■ Text provided
---+---
From the CWB, I walked up around the interstate to Aloha to Eastlake to Yale Street past St. Spiridon. I was early for work and so crossed the street to see this bonbon of a church, with its 7 blue flowers growing up like wild chives from a brick garden, bright blue doorways peaking up from play hinges. The whole thing looks so lightweight, as if I could lift it off the ground on my own. I saw on the church board there would be a service in the evening. Perhaps I would get to see inside?
Indeed, as I passed St. Spiridon on my way home, a black iron gate was open and there, inside a covered doorway, were seven brass bells which caused a twinkling in my eye, so I went in to ask, "Do the bells ring?" "Yes," said the man, “And if you stay you will hear them.” I took a seat and waited. While I waited, I watched a man move from relic to relic, signing the cross and putting his forehead and lips to everything. The room was full of relics in glass cases. His movements were never ceasing. Here again, the streaming around the darkness, not unlike Aurora & I-5 buzzing around Lake Union. When it was time, they said, “Come.” I followed them out the doorway.
---+---
■ Record set
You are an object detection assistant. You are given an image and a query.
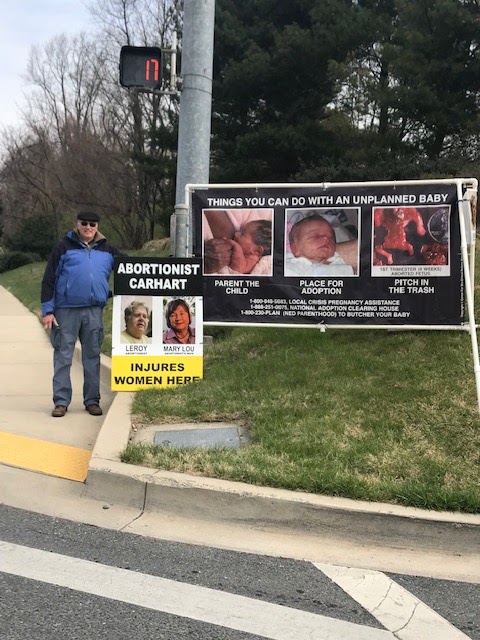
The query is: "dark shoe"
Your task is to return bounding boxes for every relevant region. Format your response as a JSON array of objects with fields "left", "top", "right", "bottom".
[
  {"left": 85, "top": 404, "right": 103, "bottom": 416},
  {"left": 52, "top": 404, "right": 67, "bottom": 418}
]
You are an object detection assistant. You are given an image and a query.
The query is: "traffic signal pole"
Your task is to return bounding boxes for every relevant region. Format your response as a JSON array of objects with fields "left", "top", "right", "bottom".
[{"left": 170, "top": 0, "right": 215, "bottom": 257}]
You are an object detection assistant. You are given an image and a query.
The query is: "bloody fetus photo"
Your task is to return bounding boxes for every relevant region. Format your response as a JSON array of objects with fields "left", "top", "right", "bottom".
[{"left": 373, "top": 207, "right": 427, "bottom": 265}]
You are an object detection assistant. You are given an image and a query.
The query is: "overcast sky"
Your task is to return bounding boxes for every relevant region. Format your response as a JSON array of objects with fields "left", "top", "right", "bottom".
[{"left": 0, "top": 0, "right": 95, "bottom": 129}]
---+---
■ Exercise prompt
From the St. Spiridon text, output everything from "From the CWB, I" down to "to see inside?", word for word. The records are unrelated to the text about St. Spiridon and stand on their own.

■ Output for this task
From the CWB, I walked up around the interstate to Aloha to Eastlake to Yale Street past St. Spiridon. I was early for work and so crossed the street to see this bonbon of a church, with its 7 blue flowers growing up like wild chives from a brick garden, bright blue doorways peaking up from play hinges. The whole thing looks so lightweight, as if I could lift it off the ground on my own. I saw on the church board there would be a service in the evening. Perhaps I would get to see inside?